## WHAT THE TASK ASKS
The listing below should be written out exactly; please include all of it.
[Start of TASK INPUTS]
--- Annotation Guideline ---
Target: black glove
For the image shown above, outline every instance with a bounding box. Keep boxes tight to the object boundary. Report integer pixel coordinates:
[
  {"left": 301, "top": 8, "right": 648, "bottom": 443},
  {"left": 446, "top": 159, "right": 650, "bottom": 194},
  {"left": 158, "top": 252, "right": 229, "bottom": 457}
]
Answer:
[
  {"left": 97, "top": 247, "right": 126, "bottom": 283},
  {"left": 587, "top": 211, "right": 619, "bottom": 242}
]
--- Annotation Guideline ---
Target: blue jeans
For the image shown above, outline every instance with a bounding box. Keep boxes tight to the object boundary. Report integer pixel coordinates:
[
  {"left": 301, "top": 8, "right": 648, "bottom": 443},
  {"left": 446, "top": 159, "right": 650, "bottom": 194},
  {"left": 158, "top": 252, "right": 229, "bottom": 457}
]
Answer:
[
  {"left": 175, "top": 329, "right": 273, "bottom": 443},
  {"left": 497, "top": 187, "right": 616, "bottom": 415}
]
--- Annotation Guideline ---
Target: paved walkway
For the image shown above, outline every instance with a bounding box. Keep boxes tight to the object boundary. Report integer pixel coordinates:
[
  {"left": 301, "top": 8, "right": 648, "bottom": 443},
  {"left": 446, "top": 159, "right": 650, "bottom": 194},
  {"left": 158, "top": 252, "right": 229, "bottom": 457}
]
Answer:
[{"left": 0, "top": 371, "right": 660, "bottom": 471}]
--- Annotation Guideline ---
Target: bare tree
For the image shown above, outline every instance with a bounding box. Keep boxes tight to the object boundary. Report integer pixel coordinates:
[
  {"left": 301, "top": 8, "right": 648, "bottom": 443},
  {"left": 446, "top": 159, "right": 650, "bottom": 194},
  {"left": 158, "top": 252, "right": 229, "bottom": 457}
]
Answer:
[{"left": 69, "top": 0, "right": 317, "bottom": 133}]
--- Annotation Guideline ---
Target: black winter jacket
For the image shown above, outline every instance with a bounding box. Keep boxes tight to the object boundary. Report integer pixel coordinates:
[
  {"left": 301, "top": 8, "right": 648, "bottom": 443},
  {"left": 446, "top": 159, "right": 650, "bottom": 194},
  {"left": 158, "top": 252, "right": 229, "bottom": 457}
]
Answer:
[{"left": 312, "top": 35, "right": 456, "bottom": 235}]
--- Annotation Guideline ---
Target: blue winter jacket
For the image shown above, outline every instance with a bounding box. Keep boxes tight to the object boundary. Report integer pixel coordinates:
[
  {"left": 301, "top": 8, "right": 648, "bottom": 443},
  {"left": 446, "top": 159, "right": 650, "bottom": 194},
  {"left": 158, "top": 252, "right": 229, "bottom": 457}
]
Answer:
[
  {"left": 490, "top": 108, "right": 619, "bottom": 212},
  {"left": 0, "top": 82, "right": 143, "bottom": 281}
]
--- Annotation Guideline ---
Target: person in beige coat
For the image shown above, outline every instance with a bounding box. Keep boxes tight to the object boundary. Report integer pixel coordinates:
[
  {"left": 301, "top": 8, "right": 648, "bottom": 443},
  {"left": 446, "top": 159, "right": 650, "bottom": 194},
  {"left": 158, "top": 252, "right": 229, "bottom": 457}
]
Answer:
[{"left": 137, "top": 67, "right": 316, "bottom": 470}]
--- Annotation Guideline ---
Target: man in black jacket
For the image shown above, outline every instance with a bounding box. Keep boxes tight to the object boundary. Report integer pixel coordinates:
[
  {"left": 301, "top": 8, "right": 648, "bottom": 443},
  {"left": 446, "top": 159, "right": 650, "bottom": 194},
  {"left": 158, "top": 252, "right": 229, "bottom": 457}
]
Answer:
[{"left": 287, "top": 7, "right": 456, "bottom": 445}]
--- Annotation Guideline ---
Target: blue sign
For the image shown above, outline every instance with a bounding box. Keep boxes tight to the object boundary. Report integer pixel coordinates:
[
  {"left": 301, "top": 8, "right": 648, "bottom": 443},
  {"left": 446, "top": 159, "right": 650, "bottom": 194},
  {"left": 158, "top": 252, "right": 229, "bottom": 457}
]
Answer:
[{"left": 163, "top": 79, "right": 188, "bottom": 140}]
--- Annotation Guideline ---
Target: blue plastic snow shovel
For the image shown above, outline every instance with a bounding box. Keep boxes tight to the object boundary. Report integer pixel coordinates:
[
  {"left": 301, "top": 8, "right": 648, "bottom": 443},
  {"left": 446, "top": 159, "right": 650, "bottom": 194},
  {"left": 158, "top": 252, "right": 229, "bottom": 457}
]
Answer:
[End of TASK INPUTS]
## EXERCISE OUTPUT
--- Annotation Guideline ---
Target: black glove
For the image shown above, outline every instance with a bounding box. Keep boxes tight to the object boundary. Report integer pixel coordinates:
[
  {"left": 301, "top": 8, "right": 648, "bottom": 443},
  {"left": 446, "top": 159, "right": 650, "bottom": 194},
  {"left": 158, "top": 252, "right": 229, "bottom": 457}
]
Answer:
[
  {"left": 97, "top": 247, "right": 126, "bottom": 283},
  {"left": 587, "top": 211, "right": 619, "bottom": 242}
]
--- Annotation Guideline ---
Target: blue jeans
For the image shown above, outline every instance with a bounding box. Keep boxes tight to the object boundary. Report integer pixel coordinates:
[
  {"left": 301, "top": 8, "right": 648, "bottom": 443},
  {"left": 446, "top": 159, "right": 650, "bottom": 194},
  {"left": 158, "top": 252, "right": 229, "bottom": 457}
]
Answer:
[
  {"left": 175, "top": 329, "right": 273, "bottom": 443},
  {"left": 497, "top": 187, "right": 616, "bottom": 415}
]
--- Annotation Guideline ---
Target: paved walkway
For the image shown above, outline every instance with a bounding box. Keep boxes tight to the object boundary. Report integer pixel coordinates:
[
  {"left": 301, "top": 8, "right": 648, "bottom": 443},
  {"left": 446, "top": 159, "right": 650, "bottom": 194},
  {"left": 158, "top": 252, "right": 229, "bottom": 457}
]
Answer:
[{"left": 0, "top": 371, "right": 660, "bottom": 471}]
--- Annotation Guideline ---
Target: bare tree
For the image shown above, outline every instance with a bounding box. Keep boxes tight to the object boundary. Report integer pixel coordinates:
[
  {"left": 301, "top": 8, "right": 648, "bottom": 443},
  {"left": 446, "top": 159, "right": 650, "bottom": 194},
  {"left": 158, "top": 252, "right": 229, "bottom": 457}
]
Answer:
[{"left": 69, "top": 0, "right": 317, "bottom": 133}]
--- Annotation Guideline ---
Target: black winter jacket
For the image shown above, outline every instance with a bounding box. Keep boxes tight to the object boundary. Report integer pixel coordinates:
[
  {"left": 301, "top": 8, "right": 648, "bottom": 443},
  {"left": 446, "top": 159, "right": 650, "bottom": 194},
  {"left": 158, "top": 252, "right": 229, "bottom": 457}
]
Answer:
[{"left": 312, "top": 35, "right": 456, "bottom": 235}]
--- Annotation Guideline ---
Target: blue winter jacket
For the image shown above, outline every instance with a bounding box. Keep boxes tight to the object boundary. Report integer pixel coordinates:
[
  {"left": 301, "top": 8, "right": 648, "bottom": 443},
  {"left": 446, "top": 159, "right": 650, "bottom": 194},
  {"left": 158, "top": 252, "right": 229, "bottom": 457}
]
Answer:
[
  {"left": 490, "top": 108, "right": 619, "bottom": 212},
  {"left": 0, "top": 82, "right": 143, "bottom": 281}
]
--- Annotation Guideline ---
Target: person in beige coat
For the image shown above, outline every instance with a bounding box. Keep boxes tight to the object boundary. Report integer pixel coordinates:
[
  {"left": 301, "top": 8, "right": 648, "bottom": 443},
  {"left": 446, "top": 159, "right": 650, "bottom": 194},
  {"left": 158, "top": 252, "right": 229, "bottom": 457}
]
Answer:
[{"left": 137, "top": 67, "right": 316, "bottom": 470}]
--- Annotation Guideline ---
Target: man in black jacket
For the image shown above, outline every instance with a bounding box. Keep boxes tight to the object boundary. Report integer pixel coordinates:
[
  {"left": 301, "top": 8, "right": 648, "bottom": 443},
  {"left": 446, "top": 159, "right": 650, "bottom": 194},
  {"left": 158, "top": 252, "right": 229, "bottom": 457}
]
Answer:
[{"left": 287, "top": 7, "right": 456, "bottom": 445}]
--- Annotation Guideline ---
Target: blue sign
For the image shown above, outline every instance with a bounding box. Keep boxes tight to the object boundary. Report integer pixel coordinates:
[
  {"left": 301, "top": 8, "right": 648, "bottom": 443},
  {"left": 446, "top": 159, "right": 650, "bottom": 194},
  {"left": 158, "top": 252, "right": 229, "bottom": 457}
]
Answer:
[{"left": 163, "top": 79, "right": 188, "bottom": 140}]
--- Annotation Guideline ---
Target: blue plastic snow shovel
For the image shown above, outline every instance with a bounding box. Keep boxes tight to the object boundary. Report integer pixel coordinates:
[
  {"left": 301, "top": 8, "right": 648, "bottom": 443},
  {"left": 446, "top": 159, "right": 650, "bottom": 194},
  {"left": 158, "top": 252, "right": 229, "bottom": 457}
]
Answer:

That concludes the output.